## Work to do
Gather every line in the records below that contains the word "logo", and copy each of those lines in full.

## Dataset content
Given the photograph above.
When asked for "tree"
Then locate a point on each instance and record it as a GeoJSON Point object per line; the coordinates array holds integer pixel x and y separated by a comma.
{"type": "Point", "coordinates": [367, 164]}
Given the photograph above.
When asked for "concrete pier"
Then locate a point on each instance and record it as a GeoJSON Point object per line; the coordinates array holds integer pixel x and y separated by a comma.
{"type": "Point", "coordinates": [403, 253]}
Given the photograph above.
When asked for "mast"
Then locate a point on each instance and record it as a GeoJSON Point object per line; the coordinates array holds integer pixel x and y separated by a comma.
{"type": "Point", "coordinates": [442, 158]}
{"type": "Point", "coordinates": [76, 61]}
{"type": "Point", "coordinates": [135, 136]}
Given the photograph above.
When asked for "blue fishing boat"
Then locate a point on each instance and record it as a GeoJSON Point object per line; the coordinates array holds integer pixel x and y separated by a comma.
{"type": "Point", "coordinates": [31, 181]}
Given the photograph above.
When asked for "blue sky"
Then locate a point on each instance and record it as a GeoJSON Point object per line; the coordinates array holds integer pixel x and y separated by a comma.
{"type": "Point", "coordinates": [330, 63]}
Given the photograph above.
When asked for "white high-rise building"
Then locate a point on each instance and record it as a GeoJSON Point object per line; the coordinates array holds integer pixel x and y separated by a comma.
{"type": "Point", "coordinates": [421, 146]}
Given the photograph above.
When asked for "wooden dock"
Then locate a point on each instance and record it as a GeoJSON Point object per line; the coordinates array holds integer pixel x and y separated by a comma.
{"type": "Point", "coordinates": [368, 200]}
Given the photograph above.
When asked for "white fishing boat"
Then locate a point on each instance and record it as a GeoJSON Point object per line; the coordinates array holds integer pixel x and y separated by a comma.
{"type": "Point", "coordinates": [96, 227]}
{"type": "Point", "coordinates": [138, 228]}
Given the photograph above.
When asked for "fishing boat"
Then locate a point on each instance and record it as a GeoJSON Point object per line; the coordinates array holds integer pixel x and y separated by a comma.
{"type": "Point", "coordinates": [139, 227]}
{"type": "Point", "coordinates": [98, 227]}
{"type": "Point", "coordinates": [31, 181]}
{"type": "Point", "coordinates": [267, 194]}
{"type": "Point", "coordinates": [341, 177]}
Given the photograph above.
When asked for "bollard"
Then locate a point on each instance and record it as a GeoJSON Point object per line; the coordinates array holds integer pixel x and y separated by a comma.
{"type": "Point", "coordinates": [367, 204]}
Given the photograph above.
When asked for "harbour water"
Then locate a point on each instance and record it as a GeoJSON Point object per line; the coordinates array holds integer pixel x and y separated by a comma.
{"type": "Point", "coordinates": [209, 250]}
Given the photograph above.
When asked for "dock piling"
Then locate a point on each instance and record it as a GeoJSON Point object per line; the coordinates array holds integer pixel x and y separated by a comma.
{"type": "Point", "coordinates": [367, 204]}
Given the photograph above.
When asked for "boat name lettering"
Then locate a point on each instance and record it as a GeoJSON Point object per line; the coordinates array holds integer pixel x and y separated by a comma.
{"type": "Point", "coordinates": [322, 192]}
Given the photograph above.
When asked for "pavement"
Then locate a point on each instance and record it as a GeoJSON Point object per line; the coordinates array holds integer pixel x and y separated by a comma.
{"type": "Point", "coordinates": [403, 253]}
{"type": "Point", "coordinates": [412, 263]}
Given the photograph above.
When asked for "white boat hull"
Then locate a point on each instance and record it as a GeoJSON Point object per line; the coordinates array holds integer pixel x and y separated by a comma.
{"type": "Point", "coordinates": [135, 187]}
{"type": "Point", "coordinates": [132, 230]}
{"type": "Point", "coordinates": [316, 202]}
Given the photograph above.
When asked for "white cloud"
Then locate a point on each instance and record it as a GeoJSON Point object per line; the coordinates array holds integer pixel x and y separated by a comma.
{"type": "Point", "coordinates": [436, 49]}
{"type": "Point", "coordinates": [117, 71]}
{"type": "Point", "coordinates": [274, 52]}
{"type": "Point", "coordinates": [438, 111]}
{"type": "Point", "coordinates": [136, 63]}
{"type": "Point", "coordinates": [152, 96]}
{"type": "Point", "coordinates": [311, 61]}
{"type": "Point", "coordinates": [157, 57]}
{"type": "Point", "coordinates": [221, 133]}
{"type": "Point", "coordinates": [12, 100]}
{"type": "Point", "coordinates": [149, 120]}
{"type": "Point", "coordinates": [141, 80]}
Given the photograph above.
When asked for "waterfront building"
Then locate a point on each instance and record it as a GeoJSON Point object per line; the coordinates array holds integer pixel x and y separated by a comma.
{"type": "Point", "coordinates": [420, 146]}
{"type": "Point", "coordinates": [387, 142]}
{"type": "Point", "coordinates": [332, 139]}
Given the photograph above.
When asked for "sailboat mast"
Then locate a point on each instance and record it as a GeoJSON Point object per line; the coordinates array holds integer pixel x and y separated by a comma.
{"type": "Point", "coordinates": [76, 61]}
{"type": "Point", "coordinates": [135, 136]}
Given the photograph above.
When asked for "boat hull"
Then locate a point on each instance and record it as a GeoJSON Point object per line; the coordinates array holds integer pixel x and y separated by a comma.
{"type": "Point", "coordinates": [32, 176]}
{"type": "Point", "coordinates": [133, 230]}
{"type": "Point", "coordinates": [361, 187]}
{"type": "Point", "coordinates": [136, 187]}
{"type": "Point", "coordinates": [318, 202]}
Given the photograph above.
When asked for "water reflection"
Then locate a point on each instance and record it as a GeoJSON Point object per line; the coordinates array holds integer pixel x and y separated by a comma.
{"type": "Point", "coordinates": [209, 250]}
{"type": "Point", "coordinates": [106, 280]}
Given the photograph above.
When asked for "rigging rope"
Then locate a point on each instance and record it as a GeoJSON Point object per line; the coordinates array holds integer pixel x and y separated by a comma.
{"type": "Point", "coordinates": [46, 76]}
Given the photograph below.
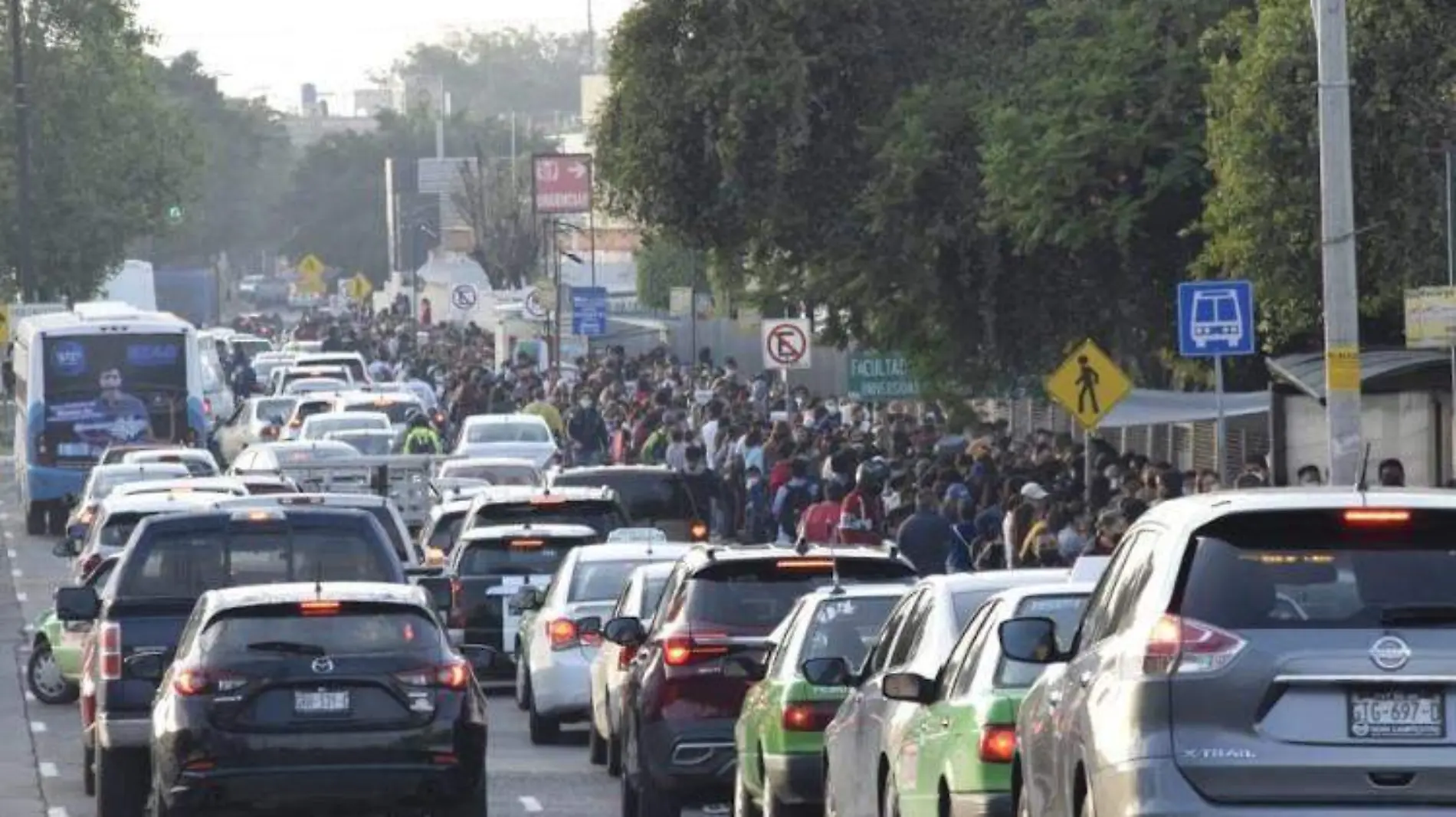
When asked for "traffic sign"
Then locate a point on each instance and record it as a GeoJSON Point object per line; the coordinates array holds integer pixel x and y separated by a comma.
{"type": "Point", "coordinates": [360, 287]}
{"type": "Point", "coordinates": [1088, 385]}
{"type": "Point", "coordinates": [561, 182]}
{"type": "Point", "coordinates": [1215, 318]}
{"type": "Point", "coordinates": [465, 297]}
{"type": "Point", "coordinates": [589, 310]}
{"type": "Point", "coordinates": [786, 343]}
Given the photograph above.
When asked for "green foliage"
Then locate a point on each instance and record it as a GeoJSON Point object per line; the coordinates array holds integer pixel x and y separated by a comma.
{"type": "Point", "coordinates": [1263, 218]}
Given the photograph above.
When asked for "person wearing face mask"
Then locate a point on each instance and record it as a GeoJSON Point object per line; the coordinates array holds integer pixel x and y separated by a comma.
{"type": "Point", "coordinates": [587, 431]}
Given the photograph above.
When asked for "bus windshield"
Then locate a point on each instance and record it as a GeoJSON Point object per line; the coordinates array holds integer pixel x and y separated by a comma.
{"type": "Point", "coordinates": [110, 391]}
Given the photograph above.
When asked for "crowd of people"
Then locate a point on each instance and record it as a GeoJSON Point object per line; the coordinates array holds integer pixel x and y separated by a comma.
{"type": "Point", "coordinates": [779, 464]}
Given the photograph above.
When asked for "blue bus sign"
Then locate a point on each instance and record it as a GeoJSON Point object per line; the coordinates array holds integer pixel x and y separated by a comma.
{"type": "Point", "coordinates": [1215, 318]}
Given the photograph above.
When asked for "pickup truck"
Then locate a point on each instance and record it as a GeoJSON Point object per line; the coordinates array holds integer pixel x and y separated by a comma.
{"type": "Point", "coordinates": [168, 564]}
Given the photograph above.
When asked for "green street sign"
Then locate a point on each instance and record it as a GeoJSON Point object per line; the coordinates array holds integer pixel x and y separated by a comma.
{"type": "Point", "coordinates": [880, 378]}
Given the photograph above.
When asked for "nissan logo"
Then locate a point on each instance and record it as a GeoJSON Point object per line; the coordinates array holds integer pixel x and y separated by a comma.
{"type": "Point", "coordinates": [1389, 653]}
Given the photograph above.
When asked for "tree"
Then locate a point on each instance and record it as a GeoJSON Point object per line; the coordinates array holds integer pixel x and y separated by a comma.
{"type": "Point", "coordinates": [1263, 215]}
{"type": "Point", "coordinates": [111, 155]}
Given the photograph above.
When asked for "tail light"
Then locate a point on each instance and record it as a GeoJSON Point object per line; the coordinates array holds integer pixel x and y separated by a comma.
{"type": "Point", "coordinates": [1187, 645]}
{"type": "Point", "coordinates": [451, 674]}
{"type": "Point", "coordinates": [808, 715]}
{"type": "Point", "coordinates": [108, 642]}
{"type": "Point", "coordinates": [998, 743]}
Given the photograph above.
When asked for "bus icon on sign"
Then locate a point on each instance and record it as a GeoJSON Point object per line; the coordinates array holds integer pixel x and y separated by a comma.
{"type": "Point", "coordinates": [1216, 318]}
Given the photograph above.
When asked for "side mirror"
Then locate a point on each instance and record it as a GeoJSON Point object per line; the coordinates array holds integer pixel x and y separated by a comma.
{"type": "Point", "coordinates": [826, 671]}
{"type": "Point", "coordinates": [1031, 640]}
{"type": "Point", "coordinates": [441, 596]}
{"type": "Point", "coordinates": [147, 666]}
{"type": "Point", "coordinates": [909, 686]}
{"type": "Point", "coordinates": [77, 603]}
{"type": "Point", "coordinates": [744, 668]}
{"type": "Point", "coordinates": [626, 631]}
{"type": "Point", "coordinates": [482, 658]}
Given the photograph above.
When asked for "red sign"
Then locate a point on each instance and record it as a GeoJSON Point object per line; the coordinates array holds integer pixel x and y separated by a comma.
{"type": "Point", "coordinates": [562, 182]}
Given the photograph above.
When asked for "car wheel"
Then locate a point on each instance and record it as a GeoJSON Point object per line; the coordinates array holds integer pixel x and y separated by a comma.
{"type": "Point", "coordinates": [43, 674]}
{"type": "Point", "coordinates": [121, 783]}
{"type": "Point", "coordinates": [596, 746]}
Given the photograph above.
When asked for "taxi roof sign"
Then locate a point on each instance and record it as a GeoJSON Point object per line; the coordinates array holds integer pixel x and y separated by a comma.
{"type": "Point", "coordinates": [1088, 385]}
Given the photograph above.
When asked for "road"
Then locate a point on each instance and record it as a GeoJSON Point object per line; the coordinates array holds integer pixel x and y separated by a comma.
{"type": "Point", "coordinates": [41, 776]}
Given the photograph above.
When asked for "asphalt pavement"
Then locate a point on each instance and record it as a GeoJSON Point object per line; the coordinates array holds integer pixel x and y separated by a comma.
{"type": "Point", "coordinates": [41, 762]}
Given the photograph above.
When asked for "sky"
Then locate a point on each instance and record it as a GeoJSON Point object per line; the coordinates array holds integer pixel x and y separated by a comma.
{"type": "Point", "coordinates": [273, 47]}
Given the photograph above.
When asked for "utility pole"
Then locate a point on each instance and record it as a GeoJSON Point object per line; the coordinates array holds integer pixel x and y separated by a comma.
{"type": "Point", "coordinates": [1339, 245]}
{"type": "Point", "coordinates": [25, 265]}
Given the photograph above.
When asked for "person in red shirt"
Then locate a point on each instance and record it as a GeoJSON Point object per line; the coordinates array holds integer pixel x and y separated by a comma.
{"type": "Point", "coordinates": [820, 523]}
{"type": "Point", "coordinates": [862, 516]}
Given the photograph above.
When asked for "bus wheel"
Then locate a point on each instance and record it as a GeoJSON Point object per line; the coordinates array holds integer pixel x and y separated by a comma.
{"type": "Point", "coordinates": [35, 519]}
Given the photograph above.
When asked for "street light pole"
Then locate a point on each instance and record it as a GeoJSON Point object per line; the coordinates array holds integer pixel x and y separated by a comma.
{"type": "Point", "coordinates": [1339, 245]}
{"type": "Point", "coordinates": [25, 271]}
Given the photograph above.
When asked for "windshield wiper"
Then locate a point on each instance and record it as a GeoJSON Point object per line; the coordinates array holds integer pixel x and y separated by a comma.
{"type": "Point", "coordinates": [290, 647]}
{"type": "Point", "coordinates": [1420, 615]}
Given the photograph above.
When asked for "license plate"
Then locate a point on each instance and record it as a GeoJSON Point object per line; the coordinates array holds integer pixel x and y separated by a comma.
{"type": "Point", "coordinates": [320, 702]}
{"type": "Point", "coordinates": [1394, 714]}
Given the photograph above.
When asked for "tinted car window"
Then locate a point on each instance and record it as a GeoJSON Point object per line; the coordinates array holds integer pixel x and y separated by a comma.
{"type": "Point", "coordinates": [185, 564]}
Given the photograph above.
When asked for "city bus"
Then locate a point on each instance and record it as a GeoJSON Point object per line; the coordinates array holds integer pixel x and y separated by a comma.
{"type": "Point", "coordinates": [100, 375]}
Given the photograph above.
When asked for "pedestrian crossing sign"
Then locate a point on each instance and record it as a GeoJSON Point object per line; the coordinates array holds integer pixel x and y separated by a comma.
{"type": "Point", "coordinates": [1088, 385]}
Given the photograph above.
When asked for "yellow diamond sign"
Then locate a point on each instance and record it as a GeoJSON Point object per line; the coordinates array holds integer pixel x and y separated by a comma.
{"type": "Point", "coordinates": [1088, 385]}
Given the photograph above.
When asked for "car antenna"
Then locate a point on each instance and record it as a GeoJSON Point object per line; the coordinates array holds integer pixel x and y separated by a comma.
{"type": "Point", "coordinates": [1365, 471]}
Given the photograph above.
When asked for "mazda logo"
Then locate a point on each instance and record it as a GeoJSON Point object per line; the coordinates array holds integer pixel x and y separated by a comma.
{"type": "Point", "coordinates": [1389, 653]}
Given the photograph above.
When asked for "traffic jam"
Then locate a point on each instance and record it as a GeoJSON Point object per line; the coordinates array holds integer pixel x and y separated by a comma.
{"type": "Point", "coordinates": [331, 598]}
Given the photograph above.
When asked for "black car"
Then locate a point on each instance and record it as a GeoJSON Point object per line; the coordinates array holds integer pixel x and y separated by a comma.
{"type": "Point", "coordinates": [679, 707]}
{"type": "Point", "coordinates": [316, 698]}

## Solution to the exercise
When asked for "nissan logo"
When asked for "mazda logo"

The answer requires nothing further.